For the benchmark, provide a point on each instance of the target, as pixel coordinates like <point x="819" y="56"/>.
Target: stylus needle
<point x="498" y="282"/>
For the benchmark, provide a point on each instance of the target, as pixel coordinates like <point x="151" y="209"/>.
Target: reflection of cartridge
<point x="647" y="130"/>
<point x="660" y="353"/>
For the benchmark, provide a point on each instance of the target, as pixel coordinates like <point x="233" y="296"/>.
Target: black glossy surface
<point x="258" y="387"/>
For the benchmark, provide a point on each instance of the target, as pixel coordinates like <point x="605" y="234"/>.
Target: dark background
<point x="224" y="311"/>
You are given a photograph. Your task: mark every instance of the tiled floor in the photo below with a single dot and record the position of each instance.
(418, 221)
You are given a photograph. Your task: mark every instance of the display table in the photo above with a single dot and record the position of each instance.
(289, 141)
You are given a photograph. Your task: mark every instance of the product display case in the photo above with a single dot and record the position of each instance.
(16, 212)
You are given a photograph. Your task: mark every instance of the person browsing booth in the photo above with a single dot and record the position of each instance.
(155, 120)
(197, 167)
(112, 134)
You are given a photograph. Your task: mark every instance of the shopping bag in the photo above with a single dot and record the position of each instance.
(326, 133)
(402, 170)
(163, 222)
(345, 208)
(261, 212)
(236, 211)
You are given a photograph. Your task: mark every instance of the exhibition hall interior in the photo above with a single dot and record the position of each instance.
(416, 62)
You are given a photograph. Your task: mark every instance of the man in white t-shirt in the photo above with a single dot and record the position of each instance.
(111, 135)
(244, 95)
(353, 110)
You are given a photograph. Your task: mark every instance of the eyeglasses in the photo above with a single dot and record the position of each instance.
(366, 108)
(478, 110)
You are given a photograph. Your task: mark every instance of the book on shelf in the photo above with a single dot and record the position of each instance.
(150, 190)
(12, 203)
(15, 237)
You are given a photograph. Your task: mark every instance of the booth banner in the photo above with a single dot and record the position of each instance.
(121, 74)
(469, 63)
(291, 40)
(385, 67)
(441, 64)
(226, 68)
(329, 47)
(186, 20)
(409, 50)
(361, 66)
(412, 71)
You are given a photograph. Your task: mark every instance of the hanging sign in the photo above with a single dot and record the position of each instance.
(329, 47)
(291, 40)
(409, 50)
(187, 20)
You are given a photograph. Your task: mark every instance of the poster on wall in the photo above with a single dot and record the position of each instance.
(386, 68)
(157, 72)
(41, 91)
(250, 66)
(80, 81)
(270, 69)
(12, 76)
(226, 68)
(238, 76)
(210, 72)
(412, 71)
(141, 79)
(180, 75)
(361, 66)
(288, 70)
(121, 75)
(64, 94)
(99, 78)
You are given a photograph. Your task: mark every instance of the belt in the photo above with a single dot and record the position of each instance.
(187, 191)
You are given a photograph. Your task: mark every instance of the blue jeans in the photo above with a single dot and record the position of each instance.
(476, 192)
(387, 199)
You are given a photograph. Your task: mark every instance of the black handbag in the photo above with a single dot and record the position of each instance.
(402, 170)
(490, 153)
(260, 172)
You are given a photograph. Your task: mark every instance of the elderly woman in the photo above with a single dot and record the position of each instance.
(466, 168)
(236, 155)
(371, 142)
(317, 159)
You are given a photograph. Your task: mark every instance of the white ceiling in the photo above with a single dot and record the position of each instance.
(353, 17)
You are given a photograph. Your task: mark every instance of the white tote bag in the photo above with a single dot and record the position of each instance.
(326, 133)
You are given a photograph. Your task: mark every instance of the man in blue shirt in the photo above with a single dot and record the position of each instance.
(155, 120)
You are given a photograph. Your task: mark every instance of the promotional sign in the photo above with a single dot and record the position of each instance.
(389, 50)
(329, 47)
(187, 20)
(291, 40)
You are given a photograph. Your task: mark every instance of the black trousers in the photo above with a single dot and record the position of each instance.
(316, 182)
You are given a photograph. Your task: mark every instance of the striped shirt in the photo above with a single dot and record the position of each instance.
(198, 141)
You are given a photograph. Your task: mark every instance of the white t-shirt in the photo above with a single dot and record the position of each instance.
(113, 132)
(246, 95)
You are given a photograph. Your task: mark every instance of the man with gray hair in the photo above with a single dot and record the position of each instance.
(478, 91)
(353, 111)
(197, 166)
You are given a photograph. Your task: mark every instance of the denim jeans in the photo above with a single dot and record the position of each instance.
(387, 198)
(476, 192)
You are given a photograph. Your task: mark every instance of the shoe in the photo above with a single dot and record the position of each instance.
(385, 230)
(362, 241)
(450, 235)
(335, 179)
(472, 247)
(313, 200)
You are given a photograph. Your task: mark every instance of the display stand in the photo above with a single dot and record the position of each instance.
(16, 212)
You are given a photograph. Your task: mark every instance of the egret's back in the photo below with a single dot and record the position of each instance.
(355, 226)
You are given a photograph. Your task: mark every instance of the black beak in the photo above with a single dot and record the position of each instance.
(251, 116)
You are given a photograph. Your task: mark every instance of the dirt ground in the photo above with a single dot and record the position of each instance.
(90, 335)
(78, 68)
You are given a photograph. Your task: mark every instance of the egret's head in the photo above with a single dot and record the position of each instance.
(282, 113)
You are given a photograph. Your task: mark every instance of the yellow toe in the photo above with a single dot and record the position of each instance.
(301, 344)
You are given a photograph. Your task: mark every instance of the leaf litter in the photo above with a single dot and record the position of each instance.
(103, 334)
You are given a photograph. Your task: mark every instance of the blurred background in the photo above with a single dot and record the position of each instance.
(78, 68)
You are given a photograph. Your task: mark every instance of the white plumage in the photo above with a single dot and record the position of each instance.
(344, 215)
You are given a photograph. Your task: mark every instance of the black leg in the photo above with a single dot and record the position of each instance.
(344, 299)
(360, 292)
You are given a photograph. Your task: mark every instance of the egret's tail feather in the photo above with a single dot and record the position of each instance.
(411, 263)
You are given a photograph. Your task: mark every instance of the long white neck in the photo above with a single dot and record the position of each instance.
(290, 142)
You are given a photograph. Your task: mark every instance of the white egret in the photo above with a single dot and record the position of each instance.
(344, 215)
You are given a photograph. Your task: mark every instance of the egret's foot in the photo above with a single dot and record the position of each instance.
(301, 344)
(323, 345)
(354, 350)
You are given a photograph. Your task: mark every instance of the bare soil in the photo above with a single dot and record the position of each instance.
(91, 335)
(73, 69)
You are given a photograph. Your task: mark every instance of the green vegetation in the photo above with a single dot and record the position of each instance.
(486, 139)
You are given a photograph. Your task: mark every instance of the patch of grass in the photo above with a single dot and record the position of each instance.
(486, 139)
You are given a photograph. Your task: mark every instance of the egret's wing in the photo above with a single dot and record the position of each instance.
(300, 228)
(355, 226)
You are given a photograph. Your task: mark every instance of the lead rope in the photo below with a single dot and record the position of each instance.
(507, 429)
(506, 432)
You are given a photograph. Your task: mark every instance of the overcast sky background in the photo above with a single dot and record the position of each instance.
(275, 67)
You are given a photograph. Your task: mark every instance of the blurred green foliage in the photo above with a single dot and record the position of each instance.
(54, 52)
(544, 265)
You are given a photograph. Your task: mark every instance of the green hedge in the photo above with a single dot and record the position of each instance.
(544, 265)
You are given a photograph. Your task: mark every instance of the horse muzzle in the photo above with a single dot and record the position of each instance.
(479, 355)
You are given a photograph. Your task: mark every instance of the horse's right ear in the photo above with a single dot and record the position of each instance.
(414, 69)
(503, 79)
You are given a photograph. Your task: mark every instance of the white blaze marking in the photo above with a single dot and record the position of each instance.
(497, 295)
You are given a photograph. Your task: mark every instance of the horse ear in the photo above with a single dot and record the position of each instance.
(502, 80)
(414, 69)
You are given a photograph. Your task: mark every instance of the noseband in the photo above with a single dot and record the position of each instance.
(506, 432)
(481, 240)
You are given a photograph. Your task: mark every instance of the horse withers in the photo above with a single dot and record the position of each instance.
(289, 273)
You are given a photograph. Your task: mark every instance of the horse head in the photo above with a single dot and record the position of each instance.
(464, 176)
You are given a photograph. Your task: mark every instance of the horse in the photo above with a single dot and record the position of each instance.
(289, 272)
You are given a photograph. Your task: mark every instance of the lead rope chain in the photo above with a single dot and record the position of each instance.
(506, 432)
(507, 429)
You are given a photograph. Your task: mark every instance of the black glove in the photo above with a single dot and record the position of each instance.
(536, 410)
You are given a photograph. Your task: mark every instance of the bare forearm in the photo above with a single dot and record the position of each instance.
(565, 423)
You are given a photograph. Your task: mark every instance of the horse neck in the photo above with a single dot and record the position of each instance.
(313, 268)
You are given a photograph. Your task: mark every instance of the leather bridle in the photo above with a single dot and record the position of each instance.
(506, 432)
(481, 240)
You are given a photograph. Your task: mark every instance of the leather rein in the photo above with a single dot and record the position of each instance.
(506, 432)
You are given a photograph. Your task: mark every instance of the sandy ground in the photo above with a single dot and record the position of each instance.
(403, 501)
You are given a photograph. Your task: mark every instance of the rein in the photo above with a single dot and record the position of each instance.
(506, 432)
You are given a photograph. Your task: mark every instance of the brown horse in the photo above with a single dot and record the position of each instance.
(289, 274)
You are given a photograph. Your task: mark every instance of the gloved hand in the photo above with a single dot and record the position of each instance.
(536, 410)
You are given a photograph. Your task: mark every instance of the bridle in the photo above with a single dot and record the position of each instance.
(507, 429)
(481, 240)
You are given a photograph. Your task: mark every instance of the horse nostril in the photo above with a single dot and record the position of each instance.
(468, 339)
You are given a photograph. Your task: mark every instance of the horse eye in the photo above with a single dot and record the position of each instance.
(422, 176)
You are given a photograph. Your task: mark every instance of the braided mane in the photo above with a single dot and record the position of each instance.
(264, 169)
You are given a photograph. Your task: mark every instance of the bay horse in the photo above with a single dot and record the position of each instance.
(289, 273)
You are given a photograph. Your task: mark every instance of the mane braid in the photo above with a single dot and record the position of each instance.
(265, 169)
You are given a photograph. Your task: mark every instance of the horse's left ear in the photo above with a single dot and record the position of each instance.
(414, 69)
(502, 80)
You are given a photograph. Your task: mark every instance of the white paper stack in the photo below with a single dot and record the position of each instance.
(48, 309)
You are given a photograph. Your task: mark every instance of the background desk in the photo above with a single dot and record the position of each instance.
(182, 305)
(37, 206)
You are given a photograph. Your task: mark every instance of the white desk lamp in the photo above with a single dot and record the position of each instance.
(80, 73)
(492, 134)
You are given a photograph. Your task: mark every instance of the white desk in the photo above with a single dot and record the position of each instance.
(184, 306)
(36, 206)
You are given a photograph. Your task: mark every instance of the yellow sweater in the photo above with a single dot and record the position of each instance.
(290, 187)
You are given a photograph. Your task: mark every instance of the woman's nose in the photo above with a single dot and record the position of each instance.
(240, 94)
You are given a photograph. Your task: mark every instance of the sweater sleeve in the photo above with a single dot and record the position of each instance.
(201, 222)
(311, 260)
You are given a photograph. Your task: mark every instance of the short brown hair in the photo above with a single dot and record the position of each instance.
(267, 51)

================================

What is being asked: Quote every line from the line containing "white desk lamp" through the closing line of the listing, including both.

Exercise result:
You are given a photograph. Your task: mark every instance of the white desk lamp in the photo above with a single dot and record the position of each instance.
(80, 73)
(492, 134)
You are given a photograph. Your task: mark every instance of the white desk in the photo above with a single dot and record the position of each instance.
(184, 306)
(36, 206)
You are given a photograph. Your task: mark every instance of the yellow sweater in the photo above with a single dot and record the position of each instance.
(290, 187)
You are given a photograph. Your task: mark every instance of the woman's nose in the photo above with a single dot and record the position of each instance.
(240, 94)
You are given a photograph. Your task: mark every instance of the sweater sleeve in the photo above with a single dot and record the position of each instance.
(201, 222)
(311, 260)
You are given a photograph. Your task: mark every instance of the short brown hair in the photo above with a single dot and record the position of each instance.
(267, 51)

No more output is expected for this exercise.